» WRITTEN PROBLEM:
Rewrite the entries below, switching "target phrase" to "search phrase" everywhere it appears and leaving everything else unchanged.

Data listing
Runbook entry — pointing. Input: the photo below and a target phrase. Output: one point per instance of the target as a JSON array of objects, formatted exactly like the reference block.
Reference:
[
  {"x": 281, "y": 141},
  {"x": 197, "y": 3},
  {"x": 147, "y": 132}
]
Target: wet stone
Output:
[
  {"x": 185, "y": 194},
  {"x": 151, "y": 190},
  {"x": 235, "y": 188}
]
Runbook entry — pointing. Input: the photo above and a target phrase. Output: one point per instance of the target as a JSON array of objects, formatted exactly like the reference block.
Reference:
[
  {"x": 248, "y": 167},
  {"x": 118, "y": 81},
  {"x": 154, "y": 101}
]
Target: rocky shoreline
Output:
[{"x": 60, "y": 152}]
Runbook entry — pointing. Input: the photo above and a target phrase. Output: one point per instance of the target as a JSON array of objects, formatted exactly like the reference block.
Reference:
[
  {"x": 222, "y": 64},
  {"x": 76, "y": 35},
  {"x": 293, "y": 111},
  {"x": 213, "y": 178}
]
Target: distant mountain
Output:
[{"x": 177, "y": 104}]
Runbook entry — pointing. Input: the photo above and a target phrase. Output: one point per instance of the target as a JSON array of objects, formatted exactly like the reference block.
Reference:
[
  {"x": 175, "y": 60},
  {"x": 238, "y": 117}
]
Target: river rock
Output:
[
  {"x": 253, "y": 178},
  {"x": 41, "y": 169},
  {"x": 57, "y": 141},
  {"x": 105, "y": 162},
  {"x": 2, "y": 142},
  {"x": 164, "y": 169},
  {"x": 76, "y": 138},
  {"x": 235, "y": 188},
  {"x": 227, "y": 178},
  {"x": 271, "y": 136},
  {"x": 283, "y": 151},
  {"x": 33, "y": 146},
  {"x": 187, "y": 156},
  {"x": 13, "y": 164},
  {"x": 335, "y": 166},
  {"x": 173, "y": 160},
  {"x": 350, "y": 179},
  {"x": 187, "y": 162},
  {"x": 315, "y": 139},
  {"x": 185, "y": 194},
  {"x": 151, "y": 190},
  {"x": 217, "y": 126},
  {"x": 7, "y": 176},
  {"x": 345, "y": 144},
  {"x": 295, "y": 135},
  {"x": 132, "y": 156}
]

» WORKED SOLUTION:
Runbook entry — pointing. Input: the photo below and a search phrase. Output: one point per instance of the target as a JSON array of objects, formatted exactly like the reference block.
Reference:
[
  {"x": 281, "y": 141},
  {"x": 197, "y": 3},
  {"x": 147, "y": 132}
]
Target: wet stone
Output:
[
  {"x": 185, "y": 194},
  {"x": 151, "y": 190},
  {"x": 235, "y": 188}
]
Runbook entry — pointing. Input: the photo above and a search phrase. Output: one point per instance of the target as a JSON array of objects, formatted exactly like the reference block.
Reference:
[
  {"x": 248, "y": 167},
  {"x": 118, "y": 81},
  {"x": 154, "y": 101}
]
Target: rocky shoreline
Output:
[{"x": 60, "y": 152}]
Runbook entry — pointing. Input: the photo above and a search phrase. Output: one point per instance of the target as a JSON array of objects, formatted exactly like the reference block.
Reference:
[
  {"x": 222, "y": 64},
  {"x": 76, "y": 35},
  {"x": 293, "y": 111},
  {"x": 213, "y": 178}
]
Target: distant mountain
Output:
[{"x": 177, "y": 104}]
Runbook entry — pointing. Input: the photo above and a search phrase. Output: one point per instance of the target as a JSON array of objects, formatted exactly like the reference block.
Reference:
[
  {"x": 175, "y": 60},
  {"x": 238, "y": 117}
]
Target: river rock
Output:
[
  {"x": 253, "y": 178},
  {"x": 41, "y": 169},
  {"x": 57, "y": 141},
  {"x": 105, "y": 162},
  {"x": 2, "y": 142},
  {"x": 164, "y": 169},
  {"x": 76, "y": 138},
  {"x": 235, "y": 188},
  {"x": 227, "y": 178},
  {"x": 271, "y": 136},
  {"x": 283, "y": 151},
  {"x": 33, "y": 146},
  {"x": 187, "y": 156},
  {"x": 13, "y": 164},
  {"x": 335, "y": 166},
  {"x": 173, "y": 160},
  {"x": 350, "y": 179},
  {"x": 187, "y": 162},
  {"x": 315, "y": 139},
  {"x": 185, "y": 194},
  {"x": 151, "y": 190},
  {"x": 217, "y": 126},
  {"x": 7, "y": 176},
  {"x": 345, "y": 144},
  {"x": 295, "y": 135},
  {"x": 132, "y": 156}
]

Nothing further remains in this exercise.